◆ Exercise goal
List every line of the material below that contains the word "wearing".

(Items from a dataset)
** start **

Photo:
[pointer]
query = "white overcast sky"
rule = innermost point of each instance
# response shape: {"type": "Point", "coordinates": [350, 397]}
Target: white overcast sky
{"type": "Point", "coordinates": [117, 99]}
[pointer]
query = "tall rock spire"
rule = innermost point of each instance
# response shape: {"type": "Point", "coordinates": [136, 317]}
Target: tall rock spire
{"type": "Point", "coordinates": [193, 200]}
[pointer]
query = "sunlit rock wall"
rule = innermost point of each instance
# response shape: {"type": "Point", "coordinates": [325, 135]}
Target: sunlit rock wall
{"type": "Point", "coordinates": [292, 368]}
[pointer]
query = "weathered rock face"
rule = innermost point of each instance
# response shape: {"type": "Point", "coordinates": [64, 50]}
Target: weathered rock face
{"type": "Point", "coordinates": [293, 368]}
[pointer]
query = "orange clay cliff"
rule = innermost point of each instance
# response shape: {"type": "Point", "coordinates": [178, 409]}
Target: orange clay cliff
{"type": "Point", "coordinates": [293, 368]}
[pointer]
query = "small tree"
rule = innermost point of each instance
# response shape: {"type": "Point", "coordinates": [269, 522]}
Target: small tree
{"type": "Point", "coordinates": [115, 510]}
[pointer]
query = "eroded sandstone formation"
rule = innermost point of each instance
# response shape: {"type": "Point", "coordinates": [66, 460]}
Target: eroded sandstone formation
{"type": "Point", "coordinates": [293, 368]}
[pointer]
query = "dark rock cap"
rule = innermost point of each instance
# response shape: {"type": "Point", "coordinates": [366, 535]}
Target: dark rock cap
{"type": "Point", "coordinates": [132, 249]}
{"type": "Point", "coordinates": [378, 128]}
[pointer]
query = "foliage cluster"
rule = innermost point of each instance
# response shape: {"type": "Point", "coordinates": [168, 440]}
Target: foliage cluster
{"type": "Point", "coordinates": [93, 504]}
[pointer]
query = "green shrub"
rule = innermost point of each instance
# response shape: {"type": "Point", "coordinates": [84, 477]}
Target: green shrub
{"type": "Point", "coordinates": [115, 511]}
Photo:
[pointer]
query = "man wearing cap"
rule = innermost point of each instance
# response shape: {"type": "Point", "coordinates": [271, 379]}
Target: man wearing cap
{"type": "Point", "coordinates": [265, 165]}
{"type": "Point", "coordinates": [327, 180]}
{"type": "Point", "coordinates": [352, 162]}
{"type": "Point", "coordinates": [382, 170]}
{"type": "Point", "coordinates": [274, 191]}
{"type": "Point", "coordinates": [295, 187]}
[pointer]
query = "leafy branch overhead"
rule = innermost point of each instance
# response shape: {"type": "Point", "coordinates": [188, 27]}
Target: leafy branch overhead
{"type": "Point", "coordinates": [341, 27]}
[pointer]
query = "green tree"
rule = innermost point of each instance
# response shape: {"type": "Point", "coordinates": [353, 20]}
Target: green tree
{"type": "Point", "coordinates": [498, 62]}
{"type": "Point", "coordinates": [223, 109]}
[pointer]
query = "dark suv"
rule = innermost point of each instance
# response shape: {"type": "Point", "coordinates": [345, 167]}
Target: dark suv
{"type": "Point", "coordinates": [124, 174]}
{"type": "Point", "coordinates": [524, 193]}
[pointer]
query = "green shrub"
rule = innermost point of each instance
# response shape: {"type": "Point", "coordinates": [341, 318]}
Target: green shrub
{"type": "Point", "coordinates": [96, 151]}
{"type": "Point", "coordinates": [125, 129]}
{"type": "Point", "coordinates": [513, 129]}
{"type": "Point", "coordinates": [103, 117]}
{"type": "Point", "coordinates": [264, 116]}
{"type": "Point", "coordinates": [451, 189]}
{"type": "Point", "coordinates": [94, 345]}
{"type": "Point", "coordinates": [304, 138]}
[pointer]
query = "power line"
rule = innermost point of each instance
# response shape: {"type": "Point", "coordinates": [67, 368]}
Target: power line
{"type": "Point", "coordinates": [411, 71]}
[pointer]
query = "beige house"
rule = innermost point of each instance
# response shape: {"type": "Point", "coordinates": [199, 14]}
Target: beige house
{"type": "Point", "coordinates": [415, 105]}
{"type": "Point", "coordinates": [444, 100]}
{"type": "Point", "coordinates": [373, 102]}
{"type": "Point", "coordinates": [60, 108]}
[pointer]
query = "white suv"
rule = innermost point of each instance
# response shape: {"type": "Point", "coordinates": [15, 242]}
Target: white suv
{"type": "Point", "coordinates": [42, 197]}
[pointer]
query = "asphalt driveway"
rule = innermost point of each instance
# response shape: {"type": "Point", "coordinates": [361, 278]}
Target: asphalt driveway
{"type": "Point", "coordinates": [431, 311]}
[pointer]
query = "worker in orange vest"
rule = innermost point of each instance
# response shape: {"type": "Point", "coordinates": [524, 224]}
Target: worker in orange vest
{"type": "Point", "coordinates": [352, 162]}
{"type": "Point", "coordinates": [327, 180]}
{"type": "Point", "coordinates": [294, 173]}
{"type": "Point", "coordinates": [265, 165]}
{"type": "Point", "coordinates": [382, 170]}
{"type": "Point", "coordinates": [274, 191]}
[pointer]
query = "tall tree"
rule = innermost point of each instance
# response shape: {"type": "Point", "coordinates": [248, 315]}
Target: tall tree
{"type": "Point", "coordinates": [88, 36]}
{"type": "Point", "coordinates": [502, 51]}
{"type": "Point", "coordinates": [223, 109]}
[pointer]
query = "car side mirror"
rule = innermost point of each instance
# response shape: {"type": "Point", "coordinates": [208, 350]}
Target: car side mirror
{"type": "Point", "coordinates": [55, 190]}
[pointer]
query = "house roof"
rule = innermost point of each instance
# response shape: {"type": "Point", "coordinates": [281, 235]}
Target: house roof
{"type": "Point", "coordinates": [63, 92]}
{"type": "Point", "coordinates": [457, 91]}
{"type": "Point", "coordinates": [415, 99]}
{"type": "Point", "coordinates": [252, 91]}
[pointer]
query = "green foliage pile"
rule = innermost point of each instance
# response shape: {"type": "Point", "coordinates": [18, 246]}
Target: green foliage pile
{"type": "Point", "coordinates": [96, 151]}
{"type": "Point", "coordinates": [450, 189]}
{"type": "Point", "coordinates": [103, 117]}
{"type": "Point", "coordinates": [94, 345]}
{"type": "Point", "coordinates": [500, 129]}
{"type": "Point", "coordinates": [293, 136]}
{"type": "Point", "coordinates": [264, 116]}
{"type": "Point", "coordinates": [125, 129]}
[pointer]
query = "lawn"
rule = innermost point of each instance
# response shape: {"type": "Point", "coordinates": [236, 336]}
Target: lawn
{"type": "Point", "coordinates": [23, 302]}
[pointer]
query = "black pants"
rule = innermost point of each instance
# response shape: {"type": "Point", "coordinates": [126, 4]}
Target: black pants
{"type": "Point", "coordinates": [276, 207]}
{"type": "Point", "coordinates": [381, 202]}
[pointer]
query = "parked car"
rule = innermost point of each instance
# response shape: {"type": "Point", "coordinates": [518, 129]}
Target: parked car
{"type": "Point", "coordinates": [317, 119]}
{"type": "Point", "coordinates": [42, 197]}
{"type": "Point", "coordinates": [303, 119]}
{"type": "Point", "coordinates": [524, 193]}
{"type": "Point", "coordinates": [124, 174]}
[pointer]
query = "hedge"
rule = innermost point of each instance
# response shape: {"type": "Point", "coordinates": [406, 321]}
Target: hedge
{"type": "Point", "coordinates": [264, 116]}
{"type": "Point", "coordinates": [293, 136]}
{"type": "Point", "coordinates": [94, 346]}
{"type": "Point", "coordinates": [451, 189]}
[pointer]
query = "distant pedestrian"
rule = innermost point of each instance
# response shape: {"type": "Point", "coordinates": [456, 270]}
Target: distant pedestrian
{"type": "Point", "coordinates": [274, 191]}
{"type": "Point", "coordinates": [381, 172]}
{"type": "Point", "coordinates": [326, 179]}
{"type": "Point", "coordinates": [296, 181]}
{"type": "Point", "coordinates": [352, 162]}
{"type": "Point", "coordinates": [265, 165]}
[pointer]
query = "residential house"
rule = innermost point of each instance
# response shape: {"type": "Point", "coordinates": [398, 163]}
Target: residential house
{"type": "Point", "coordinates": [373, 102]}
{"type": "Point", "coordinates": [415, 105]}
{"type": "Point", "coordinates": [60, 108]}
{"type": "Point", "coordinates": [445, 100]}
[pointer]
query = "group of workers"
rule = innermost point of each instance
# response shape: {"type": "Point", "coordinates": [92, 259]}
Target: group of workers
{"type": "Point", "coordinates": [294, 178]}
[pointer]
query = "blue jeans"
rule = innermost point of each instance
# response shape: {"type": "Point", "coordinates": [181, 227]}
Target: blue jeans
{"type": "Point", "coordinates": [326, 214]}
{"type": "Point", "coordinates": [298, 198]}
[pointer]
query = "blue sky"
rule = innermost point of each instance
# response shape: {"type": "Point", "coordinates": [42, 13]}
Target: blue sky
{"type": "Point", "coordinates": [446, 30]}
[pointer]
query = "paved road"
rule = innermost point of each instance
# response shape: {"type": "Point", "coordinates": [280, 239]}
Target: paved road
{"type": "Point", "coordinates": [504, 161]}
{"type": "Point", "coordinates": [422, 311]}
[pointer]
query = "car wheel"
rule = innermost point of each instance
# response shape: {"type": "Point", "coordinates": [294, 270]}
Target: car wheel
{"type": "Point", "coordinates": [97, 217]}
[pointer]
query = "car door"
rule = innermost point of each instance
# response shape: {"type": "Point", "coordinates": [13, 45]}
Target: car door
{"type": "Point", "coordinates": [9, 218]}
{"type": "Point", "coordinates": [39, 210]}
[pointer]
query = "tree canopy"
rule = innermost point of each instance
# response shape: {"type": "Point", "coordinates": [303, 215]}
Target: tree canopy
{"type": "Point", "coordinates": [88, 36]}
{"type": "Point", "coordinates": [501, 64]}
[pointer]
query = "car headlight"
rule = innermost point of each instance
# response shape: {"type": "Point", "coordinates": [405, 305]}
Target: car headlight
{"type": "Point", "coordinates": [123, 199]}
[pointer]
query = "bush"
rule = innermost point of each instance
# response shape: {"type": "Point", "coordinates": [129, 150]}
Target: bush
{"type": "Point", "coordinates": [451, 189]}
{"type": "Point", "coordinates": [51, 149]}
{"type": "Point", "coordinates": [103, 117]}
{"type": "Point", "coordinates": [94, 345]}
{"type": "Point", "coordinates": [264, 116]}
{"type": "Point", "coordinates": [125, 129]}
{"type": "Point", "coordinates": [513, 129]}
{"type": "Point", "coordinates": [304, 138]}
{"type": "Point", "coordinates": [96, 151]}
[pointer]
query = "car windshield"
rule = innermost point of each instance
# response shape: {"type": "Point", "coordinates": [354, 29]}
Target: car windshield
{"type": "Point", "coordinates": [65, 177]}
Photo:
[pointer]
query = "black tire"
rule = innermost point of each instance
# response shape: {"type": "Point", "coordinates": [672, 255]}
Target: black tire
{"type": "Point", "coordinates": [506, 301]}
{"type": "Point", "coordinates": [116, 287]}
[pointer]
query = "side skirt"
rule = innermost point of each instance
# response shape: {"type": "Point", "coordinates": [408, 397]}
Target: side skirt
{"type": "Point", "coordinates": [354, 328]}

** end **

◆ Expected output
query = "man wearing cap"
Target: man wearing cap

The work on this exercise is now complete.